§ **Problem description**:
Extract each row below that contains the string "covered", and copy every such row in full.

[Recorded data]
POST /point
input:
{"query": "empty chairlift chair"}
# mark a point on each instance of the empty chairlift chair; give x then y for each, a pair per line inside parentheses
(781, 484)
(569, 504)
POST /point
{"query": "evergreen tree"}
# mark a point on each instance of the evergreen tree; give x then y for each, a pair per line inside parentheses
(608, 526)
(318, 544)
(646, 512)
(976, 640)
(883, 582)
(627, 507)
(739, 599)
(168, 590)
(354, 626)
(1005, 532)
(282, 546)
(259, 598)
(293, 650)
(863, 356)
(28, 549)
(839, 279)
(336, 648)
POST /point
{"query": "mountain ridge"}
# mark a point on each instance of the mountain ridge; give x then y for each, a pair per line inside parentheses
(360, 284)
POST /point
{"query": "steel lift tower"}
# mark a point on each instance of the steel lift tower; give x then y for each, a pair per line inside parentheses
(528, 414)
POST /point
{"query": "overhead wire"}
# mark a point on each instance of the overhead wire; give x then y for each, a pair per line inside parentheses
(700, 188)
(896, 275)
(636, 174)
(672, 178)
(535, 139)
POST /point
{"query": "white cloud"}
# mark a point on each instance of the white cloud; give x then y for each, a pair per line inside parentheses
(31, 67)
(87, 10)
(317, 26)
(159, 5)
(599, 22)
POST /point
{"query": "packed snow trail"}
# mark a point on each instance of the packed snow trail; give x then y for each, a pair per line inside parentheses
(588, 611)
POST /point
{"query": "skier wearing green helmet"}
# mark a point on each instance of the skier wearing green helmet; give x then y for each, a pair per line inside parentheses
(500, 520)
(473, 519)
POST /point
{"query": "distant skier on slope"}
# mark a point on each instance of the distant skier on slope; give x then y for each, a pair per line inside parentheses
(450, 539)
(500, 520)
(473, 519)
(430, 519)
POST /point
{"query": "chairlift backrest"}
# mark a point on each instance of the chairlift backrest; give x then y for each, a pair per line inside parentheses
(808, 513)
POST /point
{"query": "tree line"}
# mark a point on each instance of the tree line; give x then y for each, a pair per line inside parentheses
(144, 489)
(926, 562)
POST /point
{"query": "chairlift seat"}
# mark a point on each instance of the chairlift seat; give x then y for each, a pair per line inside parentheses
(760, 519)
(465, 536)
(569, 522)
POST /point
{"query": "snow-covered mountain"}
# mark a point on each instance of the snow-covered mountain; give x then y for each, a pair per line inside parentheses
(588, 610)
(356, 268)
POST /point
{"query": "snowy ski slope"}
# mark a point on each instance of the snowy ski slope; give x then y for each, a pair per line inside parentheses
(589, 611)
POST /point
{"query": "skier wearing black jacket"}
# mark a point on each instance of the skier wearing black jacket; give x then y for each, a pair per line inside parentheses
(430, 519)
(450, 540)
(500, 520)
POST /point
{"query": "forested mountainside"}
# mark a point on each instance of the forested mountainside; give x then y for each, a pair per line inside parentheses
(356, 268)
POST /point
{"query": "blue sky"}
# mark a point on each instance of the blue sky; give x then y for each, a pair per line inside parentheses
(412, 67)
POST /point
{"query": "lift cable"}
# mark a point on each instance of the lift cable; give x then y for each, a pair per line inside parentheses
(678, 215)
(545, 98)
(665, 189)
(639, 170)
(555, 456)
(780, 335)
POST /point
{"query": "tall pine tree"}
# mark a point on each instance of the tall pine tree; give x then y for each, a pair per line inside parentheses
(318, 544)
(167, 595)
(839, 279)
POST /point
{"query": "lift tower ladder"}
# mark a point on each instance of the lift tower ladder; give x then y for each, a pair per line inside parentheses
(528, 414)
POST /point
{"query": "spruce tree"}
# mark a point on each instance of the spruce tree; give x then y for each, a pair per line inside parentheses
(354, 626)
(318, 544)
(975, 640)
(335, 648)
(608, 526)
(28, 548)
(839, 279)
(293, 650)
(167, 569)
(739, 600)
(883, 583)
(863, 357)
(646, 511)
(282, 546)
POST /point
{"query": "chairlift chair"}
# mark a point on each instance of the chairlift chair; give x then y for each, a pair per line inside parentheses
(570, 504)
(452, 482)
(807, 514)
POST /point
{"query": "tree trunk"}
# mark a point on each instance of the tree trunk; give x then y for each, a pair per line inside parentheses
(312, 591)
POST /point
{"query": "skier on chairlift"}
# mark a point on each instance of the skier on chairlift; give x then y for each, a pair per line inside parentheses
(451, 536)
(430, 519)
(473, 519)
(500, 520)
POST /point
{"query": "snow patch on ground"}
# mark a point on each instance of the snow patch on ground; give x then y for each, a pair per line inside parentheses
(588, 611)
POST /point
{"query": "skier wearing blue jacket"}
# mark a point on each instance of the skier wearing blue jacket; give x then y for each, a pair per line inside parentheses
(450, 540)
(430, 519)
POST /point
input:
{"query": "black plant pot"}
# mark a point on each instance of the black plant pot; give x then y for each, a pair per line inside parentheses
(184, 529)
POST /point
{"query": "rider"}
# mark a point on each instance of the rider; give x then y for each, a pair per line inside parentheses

§ **Written answer**:
{"query": "snow-covered mountain"}
# mark a point on each instance of the snow-covered mountain; give x then y for each, a pair per line inside parentheses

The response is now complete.